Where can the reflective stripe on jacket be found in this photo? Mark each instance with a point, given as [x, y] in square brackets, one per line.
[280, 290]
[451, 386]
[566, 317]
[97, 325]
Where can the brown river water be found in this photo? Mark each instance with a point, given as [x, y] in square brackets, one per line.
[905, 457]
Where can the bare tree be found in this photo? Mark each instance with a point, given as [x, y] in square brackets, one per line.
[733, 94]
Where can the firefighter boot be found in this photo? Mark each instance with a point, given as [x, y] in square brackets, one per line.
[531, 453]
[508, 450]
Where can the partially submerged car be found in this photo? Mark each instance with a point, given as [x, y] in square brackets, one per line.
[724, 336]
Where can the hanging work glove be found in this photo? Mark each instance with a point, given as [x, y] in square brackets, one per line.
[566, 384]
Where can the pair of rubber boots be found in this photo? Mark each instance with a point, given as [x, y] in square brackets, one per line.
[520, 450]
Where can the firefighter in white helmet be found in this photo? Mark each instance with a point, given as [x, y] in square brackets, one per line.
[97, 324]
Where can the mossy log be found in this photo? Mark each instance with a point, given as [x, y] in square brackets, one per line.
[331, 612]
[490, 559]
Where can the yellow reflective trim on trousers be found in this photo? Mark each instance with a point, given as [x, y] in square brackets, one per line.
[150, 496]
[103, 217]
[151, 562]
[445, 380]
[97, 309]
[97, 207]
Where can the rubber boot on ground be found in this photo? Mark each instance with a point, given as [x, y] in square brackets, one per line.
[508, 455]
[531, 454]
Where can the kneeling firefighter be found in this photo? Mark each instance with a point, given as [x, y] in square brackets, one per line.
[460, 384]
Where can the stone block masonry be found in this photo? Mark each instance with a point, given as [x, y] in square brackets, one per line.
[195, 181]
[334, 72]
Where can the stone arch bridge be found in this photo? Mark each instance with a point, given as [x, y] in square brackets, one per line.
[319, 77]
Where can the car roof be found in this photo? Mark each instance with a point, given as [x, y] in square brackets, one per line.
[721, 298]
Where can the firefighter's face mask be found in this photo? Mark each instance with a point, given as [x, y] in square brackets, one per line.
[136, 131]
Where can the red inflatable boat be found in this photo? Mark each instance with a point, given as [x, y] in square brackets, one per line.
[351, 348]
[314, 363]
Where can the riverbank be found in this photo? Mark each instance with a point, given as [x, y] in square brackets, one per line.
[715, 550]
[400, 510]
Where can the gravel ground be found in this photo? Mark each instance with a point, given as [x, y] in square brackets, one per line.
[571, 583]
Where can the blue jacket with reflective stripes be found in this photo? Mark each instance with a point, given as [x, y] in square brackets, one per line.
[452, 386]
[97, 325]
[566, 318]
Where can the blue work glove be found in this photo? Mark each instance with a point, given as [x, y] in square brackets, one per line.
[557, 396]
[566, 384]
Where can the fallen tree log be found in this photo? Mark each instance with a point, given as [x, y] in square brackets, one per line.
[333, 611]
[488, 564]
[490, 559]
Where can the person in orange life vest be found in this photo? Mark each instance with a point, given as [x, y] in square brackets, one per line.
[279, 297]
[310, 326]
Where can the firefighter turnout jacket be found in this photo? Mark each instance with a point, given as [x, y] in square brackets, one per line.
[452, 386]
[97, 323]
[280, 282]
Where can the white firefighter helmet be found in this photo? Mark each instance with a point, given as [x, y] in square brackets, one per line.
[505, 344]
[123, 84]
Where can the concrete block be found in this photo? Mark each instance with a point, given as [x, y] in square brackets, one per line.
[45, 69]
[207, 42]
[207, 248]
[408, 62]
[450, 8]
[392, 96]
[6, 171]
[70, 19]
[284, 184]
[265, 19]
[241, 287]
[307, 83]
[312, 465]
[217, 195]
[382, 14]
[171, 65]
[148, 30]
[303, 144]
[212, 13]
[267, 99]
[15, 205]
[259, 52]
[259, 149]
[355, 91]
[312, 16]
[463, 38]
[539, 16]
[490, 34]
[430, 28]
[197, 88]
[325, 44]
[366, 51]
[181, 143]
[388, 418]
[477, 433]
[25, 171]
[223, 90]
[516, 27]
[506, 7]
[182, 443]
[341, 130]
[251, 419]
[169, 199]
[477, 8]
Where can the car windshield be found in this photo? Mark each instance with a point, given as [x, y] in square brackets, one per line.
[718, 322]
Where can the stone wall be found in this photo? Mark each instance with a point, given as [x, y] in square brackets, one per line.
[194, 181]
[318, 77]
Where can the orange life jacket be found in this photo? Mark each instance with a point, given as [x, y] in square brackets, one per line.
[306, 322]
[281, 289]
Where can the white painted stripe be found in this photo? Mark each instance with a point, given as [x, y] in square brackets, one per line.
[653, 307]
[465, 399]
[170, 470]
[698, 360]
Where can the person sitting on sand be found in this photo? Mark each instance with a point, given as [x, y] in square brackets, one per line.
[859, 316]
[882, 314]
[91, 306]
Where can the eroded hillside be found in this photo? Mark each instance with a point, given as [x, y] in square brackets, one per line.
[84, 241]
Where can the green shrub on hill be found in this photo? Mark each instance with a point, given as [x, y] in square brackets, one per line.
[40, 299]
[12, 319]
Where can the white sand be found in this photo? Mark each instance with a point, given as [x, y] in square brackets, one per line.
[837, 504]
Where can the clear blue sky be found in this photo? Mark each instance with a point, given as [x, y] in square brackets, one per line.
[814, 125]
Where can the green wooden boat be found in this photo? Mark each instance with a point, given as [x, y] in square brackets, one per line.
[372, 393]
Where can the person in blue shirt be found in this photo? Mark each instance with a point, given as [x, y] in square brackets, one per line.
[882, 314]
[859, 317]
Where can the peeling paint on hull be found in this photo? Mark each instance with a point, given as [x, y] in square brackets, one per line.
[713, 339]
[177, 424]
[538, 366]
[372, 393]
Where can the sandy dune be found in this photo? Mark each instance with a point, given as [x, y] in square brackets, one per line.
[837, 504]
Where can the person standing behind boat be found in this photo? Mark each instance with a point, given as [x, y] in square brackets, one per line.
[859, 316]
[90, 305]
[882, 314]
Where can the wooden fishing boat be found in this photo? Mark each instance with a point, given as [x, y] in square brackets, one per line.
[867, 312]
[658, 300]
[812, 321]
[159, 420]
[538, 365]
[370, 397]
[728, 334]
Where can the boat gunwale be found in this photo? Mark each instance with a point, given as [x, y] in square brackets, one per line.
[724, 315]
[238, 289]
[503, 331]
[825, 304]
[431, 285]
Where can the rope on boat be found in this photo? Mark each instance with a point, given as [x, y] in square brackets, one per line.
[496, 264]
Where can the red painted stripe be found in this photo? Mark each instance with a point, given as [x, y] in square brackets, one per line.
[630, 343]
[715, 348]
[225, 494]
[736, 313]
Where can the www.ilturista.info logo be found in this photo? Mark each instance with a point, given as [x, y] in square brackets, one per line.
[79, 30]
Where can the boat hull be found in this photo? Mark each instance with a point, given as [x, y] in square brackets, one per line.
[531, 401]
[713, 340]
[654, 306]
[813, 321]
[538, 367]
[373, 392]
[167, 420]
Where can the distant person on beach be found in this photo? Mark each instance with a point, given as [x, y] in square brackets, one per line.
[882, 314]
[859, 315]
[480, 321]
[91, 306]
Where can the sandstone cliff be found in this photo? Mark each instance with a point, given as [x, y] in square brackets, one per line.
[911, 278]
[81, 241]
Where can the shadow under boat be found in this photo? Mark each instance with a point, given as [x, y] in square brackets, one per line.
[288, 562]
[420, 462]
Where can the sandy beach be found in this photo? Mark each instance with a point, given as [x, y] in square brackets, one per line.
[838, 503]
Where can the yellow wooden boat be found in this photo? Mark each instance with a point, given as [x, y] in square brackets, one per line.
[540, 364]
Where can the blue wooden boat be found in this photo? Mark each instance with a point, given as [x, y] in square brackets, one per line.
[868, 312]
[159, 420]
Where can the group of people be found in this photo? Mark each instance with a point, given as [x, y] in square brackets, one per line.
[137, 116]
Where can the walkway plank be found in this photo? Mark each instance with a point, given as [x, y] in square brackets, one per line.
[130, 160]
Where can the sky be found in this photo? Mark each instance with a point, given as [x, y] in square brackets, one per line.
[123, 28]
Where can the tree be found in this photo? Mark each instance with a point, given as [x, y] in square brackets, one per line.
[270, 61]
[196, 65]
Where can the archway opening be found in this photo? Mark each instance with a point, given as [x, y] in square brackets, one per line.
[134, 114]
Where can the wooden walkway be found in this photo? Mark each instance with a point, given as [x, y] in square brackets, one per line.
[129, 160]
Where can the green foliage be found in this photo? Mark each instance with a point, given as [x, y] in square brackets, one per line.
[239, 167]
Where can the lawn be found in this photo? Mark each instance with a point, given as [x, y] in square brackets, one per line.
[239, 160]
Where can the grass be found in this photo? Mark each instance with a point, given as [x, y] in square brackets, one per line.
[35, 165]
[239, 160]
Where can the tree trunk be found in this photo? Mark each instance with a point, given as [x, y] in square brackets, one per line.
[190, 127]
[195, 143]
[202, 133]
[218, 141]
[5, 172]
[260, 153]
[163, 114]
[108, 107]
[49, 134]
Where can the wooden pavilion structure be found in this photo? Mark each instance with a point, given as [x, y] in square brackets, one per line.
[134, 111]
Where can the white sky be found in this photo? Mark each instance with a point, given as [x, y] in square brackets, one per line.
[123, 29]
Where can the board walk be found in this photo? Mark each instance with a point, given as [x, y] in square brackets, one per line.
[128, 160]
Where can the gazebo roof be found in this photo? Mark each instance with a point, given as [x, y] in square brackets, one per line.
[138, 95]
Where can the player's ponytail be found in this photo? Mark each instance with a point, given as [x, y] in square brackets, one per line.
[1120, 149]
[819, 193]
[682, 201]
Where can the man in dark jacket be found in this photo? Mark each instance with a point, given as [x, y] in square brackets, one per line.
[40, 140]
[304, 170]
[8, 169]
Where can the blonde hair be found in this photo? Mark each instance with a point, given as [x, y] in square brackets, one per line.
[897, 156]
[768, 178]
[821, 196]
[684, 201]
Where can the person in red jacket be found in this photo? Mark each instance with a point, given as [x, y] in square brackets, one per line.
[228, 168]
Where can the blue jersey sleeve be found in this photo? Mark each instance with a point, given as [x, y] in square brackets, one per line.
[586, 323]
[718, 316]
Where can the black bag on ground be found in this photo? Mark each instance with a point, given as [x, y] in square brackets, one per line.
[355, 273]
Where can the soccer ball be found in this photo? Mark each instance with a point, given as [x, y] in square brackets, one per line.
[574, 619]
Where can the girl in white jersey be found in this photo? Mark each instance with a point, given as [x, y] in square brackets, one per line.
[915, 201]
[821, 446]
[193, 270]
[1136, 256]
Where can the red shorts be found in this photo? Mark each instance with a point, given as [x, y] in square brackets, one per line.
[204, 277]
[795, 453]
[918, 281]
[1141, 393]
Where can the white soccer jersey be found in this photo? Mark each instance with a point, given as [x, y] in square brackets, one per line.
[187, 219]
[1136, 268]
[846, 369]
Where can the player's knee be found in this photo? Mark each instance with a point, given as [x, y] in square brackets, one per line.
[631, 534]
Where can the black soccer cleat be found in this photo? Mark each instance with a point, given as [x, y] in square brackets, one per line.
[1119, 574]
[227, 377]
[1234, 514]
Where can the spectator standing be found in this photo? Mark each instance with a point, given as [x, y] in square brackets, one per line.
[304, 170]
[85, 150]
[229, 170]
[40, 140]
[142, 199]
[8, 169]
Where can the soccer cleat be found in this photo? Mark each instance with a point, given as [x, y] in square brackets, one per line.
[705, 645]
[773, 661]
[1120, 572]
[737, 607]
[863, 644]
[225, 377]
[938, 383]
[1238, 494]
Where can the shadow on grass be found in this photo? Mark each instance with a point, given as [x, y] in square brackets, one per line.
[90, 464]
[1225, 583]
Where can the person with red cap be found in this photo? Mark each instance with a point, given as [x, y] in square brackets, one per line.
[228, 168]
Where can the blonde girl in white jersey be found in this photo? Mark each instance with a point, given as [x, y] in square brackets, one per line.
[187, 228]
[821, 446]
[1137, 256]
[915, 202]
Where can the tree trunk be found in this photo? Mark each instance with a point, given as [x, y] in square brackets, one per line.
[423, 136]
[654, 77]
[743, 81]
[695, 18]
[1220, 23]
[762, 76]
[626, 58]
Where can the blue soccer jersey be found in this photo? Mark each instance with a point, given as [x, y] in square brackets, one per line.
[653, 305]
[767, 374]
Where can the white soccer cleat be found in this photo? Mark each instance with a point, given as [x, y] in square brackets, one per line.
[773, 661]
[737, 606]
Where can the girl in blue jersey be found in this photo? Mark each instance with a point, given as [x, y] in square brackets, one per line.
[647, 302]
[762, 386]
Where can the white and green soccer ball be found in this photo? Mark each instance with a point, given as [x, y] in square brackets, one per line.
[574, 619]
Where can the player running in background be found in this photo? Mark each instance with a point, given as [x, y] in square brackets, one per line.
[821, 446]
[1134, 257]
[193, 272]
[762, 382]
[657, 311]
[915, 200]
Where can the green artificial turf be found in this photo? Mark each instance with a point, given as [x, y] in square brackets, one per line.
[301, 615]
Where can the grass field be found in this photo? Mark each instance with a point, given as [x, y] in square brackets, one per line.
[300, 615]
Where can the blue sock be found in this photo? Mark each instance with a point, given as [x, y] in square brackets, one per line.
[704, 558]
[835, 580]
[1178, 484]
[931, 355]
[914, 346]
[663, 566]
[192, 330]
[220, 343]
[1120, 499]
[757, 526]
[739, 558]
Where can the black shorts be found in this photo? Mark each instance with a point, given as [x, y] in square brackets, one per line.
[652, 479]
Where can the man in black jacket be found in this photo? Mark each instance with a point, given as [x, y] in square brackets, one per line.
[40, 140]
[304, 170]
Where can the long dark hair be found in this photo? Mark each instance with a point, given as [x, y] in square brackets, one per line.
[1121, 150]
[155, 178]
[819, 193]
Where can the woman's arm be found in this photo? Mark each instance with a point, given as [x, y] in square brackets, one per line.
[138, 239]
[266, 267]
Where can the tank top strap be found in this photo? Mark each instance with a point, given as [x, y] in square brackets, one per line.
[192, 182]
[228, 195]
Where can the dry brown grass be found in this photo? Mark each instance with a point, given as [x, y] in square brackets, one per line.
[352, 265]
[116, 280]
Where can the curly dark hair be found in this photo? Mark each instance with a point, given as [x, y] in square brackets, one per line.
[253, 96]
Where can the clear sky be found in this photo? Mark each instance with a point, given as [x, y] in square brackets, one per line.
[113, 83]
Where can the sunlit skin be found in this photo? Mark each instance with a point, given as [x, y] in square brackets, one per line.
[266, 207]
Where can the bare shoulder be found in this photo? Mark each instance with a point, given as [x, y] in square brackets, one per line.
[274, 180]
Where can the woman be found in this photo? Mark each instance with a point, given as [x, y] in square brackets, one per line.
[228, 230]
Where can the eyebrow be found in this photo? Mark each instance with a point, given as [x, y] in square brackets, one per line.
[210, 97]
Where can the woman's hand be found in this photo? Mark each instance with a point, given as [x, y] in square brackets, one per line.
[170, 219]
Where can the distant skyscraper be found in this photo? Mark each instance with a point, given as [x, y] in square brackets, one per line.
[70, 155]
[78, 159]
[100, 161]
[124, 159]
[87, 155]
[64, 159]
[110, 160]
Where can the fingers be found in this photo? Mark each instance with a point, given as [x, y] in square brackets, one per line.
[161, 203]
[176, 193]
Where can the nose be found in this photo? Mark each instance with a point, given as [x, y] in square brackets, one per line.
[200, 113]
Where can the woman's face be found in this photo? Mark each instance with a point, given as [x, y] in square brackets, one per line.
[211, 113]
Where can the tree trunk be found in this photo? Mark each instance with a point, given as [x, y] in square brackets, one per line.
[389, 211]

* [Problem to solve]: Your task is to output exactly the lines running from the one with "Where can the woman's hand" through the final line of the material above, with both ends included.

* [Output]:
Where can the woman's hand be found in this photo? Mark each instance with a point, given as [x, y] in square brackets, one per line.
[170, 219]
Where can the distant skyscraper be found in this photo? Mark each instance with a point, given as [x, y] in square brackets, one per line.
[70, 155]
[78, 159]
[100, 161]
[124, 159]
[87, 155]
[64, 159]
[110, 160]
Where can the fingers be found in this photo? Mark each instance with a point, given as [x, y] in square brackets, one per line.
[161, 203]
[176, 193]
Where can the nose be found in this photo? Mark each instance with a point, given as [x, y] in square brackets, one per line.
[200, 113]
Where can the woman's face be found in this photo? Mark each instance with a point, given as [x, y] in square brackets, one per line.
[211, 113]
Where can the tree trunk be found in this photo? Mark each instance with a point, given as [x, y] in square brackets, one per line.
[389, 211]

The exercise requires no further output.